According to the text on zirconia thermal barrier coatings, above what temperature does partially yttria-stabilized zirconia show insufficient phase stability and accelerated sintering?

======== Document text

Partially yttria-stabilized zirconia (PYSZ) is the current state-of-the-art ceramic material for TBCs. Unfortunately, the material shows insufficient phase stability and accelerated sintering at temperatures above 1,200°C. Further increases in gas-inlet temperature require alternative stabilizers with improved phase stability. Another argument for requiring new stabilizers in zirconia or for completely new ceramics is the insufficient resistance of current TBCs against chemical attack by pollutants in the combustion gas. Hot corrosive decay of TBCs by Na2SO4 and vanadates is reported that involves the leaching-out of stabilizers from the parent zirconia. The degradation occurs by transformation of high-temperature phases to monoclinic zirconia on cooling. This failure mode may be found mainly in heavy-duty engines and off-shore service.4 One alternative stabilizer for zirconia is CeO2. The benefits of ceria-stabilized zirconia (CeSZ) TBCs are good corrosion resistance5-7 and excellent phase stability at high temperatures.8 Furthermore, the thermal conductivity is lower than for PYSZ, and some benefits for lifetime and thermocyclic resistance are reported as well. La2O3 is another candidate for replacing Y2O3 in zirconia.

To get more insight into the single-source EB-PVD processing of new compositions for TBCs, a feasibility study was performed on four differently stabilized zirconias using identical substrate alloys and EB-PVD Ni-Co-Cr-Al-Y bond-coat compositions: PYSZ 6.5 wt.% Y2O3; fully yttria-stabilized zirconia (FYSZ),-20 wt.% Y2O3; LaSZ-8 wt.% La2O3; and CeSZ-25 wt.% CeO2 with 2.5 wt.% Y2O3.

Figure 2
Figure 2. EB-PVD TBC turbine blades used in (left to right) stationary gas turbines, civil aeroengines, and helicopter engines.

================
======== Material shown

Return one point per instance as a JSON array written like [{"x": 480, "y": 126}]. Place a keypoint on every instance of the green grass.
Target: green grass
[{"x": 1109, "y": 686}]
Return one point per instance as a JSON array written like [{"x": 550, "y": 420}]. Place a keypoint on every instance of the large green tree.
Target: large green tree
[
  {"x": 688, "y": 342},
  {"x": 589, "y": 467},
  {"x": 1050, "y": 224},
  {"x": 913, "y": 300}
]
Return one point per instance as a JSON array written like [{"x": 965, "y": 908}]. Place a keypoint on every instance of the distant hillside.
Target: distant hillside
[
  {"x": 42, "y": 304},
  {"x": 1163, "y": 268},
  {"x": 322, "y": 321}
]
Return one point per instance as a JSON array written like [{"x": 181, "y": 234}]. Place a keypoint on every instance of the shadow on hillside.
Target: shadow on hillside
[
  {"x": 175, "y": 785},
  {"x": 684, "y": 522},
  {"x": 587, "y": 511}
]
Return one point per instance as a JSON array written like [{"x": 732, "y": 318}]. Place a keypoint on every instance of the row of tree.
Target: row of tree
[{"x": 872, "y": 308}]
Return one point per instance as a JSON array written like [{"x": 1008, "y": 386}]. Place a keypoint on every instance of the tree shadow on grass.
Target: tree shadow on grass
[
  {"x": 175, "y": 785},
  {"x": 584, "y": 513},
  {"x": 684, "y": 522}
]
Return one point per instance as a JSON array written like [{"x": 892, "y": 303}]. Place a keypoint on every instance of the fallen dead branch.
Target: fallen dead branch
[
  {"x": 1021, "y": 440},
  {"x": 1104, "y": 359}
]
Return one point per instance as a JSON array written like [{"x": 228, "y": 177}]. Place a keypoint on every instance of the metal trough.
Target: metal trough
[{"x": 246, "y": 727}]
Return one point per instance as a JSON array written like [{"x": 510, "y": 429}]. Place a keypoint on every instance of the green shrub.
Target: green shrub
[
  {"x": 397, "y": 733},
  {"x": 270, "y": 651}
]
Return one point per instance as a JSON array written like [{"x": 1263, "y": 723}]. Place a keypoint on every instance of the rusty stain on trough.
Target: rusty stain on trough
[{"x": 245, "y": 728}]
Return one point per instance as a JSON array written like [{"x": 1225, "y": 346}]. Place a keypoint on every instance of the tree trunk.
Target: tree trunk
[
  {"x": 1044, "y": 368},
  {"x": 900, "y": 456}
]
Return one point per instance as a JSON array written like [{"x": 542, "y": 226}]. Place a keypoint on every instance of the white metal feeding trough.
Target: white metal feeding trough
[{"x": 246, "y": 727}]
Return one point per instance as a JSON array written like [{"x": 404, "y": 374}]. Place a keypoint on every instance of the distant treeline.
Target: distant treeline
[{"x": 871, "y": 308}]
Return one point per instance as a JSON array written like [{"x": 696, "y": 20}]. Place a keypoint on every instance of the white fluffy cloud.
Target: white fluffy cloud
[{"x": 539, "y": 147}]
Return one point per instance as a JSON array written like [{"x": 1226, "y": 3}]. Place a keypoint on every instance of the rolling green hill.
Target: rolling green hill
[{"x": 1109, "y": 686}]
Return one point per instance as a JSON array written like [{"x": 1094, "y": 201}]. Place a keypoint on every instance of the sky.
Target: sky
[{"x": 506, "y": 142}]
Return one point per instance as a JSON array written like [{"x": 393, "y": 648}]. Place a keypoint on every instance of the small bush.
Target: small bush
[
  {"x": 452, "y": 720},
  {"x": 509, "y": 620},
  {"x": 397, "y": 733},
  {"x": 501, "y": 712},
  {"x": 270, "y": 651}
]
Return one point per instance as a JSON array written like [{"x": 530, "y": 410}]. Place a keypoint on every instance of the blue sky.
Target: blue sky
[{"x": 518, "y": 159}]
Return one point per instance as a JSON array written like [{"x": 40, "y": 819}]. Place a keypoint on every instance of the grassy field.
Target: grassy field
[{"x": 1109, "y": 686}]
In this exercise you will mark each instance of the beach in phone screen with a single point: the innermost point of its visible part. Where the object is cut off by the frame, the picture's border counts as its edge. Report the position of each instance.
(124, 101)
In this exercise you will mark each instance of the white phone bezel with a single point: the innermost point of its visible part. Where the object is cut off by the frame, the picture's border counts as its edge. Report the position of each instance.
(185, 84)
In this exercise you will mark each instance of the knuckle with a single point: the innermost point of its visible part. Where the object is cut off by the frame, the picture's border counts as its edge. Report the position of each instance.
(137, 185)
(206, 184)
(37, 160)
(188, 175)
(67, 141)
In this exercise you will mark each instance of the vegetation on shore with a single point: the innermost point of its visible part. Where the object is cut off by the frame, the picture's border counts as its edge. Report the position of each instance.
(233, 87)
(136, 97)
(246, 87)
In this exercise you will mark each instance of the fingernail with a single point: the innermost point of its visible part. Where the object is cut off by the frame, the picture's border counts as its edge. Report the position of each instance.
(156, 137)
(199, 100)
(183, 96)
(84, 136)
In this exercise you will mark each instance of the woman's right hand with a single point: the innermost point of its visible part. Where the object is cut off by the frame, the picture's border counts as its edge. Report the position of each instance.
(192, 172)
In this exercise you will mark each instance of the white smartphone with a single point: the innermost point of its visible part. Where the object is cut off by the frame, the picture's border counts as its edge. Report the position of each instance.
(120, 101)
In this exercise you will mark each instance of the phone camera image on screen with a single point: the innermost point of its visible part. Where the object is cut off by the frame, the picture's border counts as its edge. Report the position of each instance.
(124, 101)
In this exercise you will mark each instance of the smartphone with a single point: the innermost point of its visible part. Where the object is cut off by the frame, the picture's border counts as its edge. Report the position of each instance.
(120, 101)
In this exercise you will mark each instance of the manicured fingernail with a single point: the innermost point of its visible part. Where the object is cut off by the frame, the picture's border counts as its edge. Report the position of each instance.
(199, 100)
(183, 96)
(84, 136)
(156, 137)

================

Solution for this exercise
Above 1,200°C.